What is needed ▸ Please give again, word for word, the line that contains "the gazelle hind" and every line after it to the end of the data, with no other lines.

Data ▸
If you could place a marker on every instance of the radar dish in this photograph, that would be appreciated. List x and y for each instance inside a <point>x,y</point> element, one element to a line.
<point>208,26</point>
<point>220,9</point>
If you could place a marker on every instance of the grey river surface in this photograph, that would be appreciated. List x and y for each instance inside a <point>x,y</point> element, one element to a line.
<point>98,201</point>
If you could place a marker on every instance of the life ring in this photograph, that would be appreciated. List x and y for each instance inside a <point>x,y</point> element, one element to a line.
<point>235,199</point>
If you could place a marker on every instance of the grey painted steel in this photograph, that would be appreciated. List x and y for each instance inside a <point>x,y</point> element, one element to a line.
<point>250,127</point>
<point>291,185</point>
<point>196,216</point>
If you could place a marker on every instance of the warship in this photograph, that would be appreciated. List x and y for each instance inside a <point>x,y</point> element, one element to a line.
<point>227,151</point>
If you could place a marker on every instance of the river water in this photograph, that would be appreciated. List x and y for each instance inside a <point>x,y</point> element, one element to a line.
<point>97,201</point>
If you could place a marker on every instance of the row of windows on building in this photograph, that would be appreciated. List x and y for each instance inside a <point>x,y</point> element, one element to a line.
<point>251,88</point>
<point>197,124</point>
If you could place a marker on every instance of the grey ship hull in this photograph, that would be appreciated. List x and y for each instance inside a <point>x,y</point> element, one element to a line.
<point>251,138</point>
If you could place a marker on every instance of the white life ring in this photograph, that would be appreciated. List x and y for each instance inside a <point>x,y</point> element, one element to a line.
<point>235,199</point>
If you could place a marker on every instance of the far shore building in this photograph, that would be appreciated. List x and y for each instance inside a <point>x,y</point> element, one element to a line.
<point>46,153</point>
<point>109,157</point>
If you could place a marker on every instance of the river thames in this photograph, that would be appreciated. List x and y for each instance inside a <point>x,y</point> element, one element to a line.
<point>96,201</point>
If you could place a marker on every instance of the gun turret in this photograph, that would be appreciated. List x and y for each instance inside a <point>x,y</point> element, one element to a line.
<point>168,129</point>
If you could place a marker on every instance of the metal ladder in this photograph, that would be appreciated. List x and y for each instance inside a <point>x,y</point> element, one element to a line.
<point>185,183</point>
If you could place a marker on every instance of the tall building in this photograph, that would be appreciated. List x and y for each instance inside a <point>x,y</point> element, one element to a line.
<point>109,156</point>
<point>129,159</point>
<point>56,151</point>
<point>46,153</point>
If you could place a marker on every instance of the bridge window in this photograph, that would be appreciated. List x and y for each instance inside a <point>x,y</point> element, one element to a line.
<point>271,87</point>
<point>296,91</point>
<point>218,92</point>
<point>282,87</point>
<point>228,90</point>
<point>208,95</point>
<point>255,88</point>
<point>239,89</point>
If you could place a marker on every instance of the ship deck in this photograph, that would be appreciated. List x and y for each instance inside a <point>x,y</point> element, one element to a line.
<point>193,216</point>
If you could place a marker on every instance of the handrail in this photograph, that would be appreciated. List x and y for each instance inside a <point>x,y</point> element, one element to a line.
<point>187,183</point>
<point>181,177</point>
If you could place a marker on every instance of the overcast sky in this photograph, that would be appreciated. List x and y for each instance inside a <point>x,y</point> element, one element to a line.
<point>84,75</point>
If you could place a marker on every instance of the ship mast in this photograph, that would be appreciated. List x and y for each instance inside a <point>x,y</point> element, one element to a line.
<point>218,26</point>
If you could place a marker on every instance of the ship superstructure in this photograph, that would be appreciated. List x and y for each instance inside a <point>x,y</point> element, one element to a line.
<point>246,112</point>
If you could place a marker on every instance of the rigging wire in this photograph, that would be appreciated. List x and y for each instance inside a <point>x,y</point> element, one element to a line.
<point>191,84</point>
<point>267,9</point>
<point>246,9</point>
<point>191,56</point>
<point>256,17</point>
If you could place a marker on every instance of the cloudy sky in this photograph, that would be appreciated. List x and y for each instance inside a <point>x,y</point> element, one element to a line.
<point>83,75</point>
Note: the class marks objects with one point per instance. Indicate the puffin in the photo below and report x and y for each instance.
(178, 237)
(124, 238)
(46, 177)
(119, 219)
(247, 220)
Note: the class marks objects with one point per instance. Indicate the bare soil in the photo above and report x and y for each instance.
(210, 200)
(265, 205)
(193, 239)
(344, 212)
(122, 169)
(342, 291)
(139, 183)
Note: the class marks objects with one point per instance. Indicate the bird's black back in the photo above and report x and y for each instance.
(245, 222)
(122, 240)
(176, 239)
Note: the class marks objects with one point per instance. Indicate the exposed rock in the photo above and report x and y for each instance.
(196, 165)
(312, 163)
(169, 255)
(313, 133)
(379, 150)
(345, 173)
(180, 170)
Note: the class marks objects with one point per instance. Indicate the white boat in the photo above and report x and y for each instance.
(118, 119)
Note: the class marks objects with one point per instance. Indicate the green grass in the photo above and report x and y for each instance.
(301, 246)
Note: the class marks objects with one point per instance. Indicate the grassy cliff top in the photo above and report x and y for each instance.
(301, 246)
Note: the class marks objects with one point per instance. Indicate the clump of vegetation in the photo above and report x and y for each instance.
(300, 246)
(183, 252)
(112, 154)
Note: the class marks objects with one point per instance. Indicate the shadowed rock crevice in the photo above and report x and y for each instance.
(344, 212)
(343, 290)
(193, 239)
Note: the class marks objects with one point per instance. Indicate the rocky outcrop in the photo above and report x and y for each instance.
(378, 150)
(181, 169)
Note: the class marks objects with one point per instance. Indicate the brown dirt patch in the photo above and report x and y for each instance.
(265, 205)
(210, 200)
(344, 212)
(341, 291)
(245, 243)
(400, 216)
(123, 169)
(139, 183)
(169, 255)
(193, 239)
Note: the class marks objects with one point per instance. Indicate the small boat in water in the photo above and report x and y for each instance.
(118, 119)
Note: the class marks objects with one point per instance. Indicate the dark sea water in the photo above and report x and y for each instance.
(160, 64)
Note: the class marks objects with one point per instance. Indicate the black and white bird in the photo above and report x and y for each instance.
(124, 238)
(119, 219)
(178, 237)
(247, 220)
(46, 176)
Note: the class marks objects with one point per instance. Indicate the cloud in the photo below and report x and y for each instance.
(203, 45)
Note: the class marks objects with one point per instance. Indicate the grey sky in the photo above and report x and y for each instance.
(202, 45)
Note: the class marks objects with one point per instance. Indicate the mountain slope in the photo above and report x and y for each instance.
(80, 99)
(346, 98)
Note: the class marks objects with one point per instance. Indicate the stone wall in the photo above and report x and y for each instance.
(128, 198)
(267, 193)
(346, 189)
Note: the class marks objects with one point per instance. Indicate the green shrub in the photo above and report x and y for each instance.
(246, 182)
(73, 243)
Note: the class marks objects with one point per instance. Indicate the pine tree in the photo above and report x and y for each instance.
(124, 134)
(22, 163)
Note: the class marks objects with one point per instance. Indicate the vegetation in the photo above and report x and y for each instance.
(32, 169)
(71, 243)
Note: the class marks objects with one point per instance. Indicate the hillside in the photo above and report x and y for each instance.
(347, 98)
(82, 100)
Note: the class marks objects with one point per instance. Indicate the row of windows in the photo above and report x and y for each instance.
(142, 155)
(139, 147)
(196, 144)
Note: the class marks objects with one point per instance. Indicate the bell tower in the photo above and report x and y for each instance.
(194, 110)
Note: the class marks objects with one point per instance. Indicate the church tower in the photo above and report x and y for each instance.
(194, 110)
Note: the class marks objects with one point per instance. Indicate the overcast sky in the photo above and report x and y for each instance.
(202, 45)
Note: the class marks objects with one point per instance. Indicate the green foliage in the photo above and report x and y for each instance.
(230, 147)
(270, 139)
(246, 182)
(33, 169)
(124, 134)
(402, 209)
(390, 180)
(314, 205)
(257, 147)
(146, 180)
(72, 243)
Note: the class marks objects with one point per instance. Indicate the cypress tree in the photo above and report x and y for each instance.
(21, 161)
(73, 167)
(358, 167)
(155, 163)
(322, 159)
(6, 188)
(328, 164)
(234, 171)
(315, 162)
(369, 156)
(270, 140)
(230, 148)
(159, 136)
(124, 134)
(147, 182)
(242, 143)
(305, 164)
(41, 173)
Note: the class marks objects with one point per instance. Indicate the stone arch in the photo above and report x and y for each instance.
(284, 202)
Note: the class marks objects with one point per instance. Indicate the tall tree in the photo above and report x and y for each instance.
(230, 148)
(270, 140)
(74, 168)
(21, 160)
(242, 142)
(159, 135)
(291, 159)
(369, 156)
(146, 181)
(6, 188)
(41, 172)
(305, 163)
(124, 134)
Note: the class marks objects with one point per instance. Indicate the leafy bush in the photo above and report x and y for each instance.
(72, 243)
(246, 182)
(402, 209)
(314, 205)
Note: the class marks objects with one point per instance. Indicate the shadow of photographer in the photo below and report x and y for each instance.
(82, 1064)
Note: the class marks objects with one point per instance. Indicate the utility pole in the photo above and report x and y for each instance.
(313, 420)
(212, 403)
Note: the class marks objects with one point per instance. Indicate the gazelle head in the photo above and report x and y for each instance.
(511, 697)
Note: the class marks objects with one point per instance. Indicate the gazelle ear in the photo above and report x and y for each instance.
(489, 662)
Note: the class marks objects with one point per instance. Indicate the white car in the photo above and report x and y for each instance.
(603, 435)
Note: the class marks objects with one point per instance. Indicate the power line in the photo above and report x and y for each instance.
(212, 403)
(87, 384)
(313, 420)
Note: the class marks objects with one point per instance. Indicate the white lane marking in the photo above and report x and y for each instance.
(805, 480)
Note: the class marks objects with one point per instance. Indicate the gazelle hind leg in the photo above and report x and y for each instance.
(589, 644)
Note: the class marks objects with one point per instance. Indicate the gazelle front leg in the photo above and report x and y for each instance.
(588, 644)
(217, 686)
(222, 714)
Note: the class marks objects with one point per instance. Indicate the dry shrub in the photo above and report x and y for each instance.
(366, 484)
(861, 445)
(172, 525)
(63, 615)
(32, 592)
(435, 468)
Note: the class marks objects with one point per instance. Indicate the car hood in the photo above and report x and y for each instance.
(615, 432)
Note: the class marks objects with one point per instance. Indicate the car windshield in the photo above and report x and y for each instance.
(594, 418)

Answer to the exercise ▸
Note: the class marks objects with one point per instance. Indicate the gazelle hind leg in the photo above and report x and y for each instance.
(589, 644)
Note: the class marks objects with one point per instance. Indicate the gazelle front leg in the photo above and report x and y for each instance.
(588, 644)
(217, 686)
(222, 714)
Note: the class marks objects with one point per instance. Indicate the dry shrub in the photo above and report x and y for each instance.
(366, 484)
(861, 445)
(172, 525)
(63, 615)
(32, 592)
(435, 468)
Note: the class marks objects with one point per instance. Indicate the car hood in the photo above and report x and y for each instance.
(615, 432)
Note: the class marks objects with one point per instance. Indicate the car windshield in the photo above and report x and y for each instance.
(594, 418)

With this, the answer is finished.